DATA SECTION:

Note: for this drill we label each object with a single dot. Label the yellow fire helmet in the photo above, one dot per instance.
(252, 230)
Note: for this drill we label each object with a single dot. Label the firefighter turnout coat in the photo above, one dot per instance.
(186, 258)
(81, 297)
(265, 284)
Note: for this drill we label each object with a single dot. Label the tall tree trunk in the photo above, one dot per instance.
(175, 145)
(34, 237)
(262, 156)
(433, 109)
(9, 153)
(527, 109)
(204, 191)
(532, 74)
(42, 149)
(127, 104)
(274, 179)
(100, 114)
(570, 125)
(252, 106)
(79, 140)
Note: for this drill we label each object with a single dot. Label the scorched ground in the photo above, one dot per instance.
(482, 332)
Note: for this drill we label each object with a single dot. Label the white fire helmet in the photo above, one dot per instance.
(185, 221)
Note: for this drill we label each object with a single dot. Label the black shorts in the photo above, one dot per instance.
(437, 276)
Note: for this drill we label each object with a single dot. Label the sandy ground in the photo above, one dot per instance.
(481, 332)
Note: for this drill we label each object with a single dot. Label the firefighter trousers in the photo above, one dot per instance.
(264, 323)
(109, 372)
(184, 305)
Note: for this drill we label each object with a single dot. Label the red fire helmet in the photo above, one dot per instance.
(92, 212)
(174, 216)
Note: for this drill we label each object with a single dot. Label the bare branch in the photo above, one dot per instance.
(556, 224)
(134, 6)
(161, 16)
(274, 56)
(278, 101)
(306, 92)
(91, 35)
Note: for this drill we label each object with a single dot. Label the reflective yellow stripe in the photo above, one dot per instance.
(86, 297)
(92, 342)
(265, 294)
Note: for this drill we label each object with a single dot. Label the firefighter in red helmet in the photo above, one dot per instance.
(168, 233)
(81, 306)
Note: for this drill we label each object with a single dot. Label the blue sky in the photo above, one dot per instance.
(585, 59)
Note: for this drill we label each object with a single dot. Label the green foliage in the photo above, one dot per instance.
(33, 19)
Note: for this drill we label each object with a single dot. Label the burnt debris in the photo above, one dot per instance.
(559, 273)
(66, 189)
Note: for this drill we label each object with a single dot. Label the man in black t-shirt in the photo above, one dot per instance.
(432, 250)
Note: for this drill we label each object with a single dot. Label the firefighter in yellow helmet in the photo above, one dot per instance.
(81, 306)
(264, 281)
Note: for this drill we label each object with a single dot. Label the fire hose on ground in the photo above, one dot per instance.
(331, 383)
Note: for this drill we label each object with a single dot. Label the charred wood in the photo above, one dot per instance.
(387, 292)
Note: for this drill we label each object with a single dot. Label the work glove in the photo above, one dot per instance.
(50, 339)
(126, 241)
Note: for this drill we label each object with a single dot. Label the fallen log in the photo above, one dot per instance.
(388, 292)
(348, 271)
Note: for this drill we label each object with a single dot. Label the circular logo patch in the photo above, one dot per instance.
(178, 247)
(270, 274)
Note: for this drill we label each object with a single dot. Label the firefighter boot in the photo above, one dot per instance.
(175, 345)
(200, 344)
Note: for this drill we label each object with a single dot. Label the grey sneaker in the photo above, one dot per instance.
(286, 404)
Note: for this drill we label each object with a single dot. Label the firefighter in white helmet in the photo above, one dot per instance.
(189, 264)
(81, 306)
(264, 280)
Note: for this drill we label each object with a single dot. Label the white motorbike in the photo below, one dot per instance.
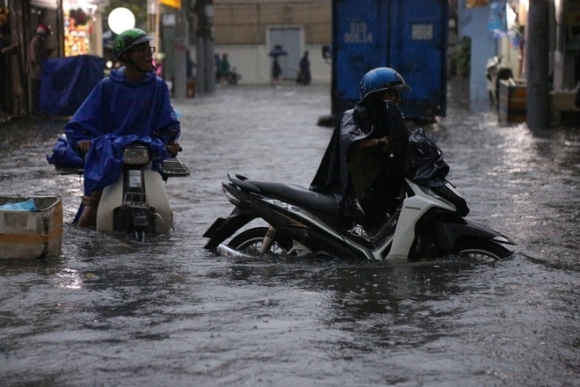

TASK PROMPT: State how many lines of the records above contain the string "ground", with case counting. Give only the number.

FINAL RESULT: 3